Work instructions:
What is the number of lines in these entries that include "hillside"? Write that number and no other text.

Records to process START

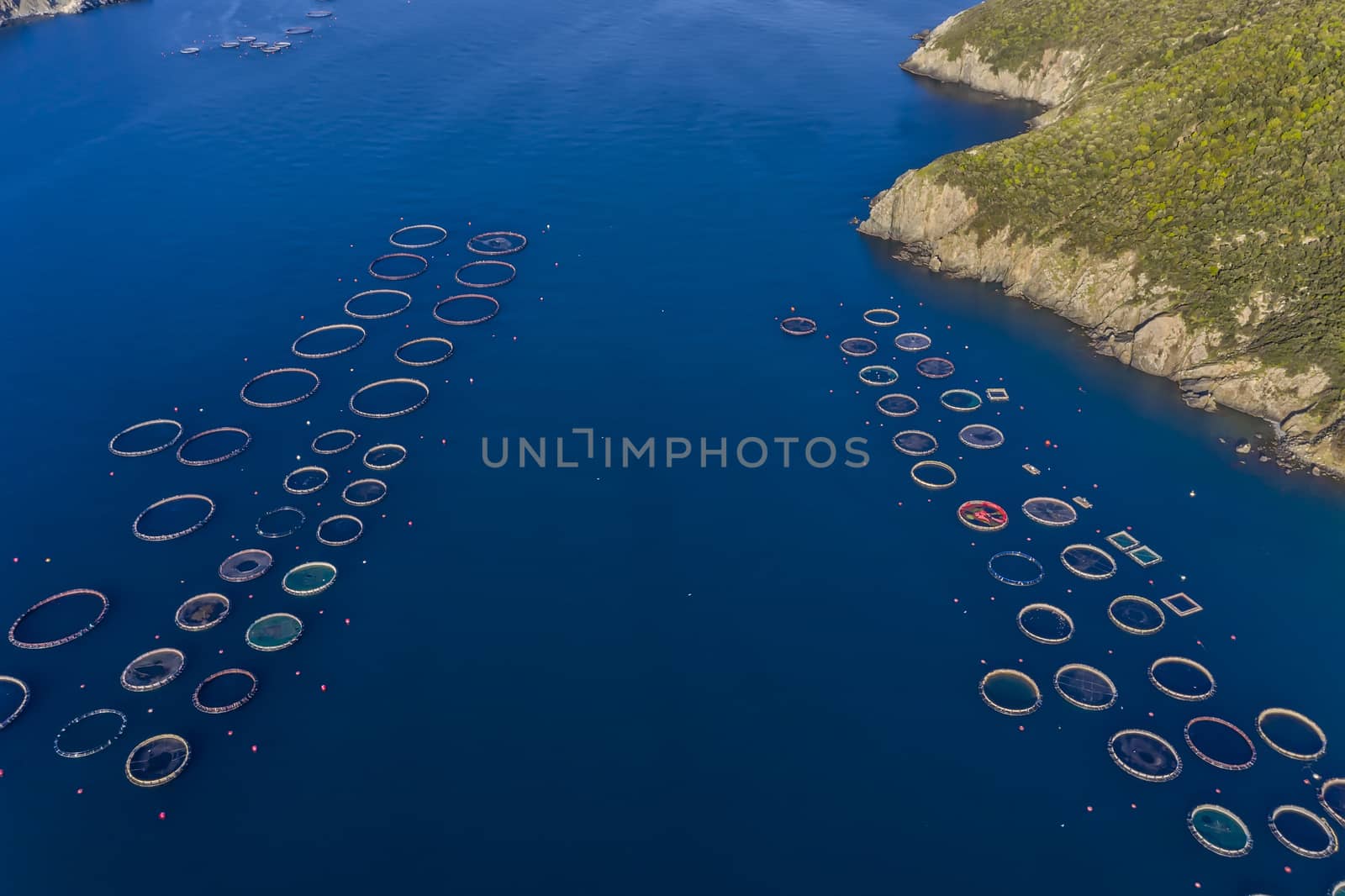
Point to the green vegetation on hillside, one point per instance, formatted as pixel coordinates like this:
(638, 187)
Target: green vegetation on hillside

Records to process END
Records to process START

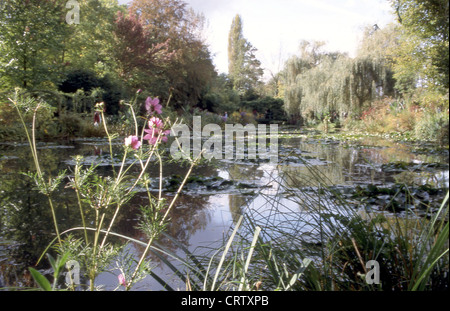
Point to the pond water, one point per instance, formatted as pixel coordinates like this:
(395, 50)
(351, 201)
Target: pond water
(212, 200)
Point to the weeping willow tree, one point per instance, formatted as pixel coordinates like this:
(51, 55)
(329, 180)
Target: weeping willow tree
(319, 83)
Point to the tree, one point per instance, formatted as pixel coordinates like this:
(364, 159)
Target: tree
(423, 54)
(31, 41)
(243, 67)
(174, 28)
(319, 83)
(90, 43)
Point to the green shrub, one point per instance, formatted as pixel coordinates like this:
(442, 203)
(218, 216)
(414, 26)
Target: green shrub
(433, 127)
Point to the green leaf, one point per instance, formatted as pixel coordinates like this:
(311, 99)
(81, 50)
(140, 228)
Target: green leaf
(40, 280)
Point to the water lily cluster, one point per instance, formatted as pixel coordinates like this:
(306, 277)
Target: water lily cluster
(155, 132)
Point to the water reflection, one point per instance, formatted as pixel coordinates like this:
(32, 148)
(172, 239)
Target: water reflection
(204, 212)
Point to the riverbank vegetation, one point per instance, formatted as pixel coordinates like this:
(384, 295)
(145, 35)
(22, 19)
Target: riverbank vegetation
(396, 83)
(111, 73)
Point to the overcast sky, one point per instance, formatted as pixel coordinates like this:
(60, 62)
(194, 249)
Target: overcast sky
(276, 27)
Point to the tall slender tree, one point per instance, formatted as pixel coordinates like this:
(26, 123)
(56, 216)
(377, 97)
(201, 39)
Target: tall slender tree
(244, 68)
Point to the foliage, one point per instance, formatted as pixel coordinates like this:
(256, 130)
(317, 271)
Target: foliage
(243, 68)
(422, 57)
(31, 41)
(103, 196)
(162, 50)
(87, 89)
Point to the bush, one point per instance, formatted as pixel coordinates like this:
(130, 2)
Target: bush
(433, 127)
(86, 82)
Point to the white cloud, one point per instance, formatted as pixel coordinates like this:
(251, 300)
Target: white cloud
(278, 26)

Records to process END
Records to process START

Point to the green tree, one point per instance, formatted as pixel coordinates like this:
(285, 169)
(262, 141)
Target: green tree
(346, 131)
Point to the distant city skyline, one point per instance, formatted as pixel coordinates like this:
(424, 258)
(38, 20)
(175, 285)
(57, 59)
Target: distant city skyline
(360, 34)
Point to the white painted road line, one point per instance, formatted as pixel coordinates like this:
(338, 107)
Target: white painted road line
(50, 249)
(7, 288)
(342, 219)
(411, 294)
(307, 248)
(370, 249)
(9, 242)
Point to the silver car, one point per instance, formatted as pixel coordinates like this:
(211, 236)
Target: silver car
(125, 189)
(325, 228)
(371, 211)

Records to process END

Solution to this problem:
2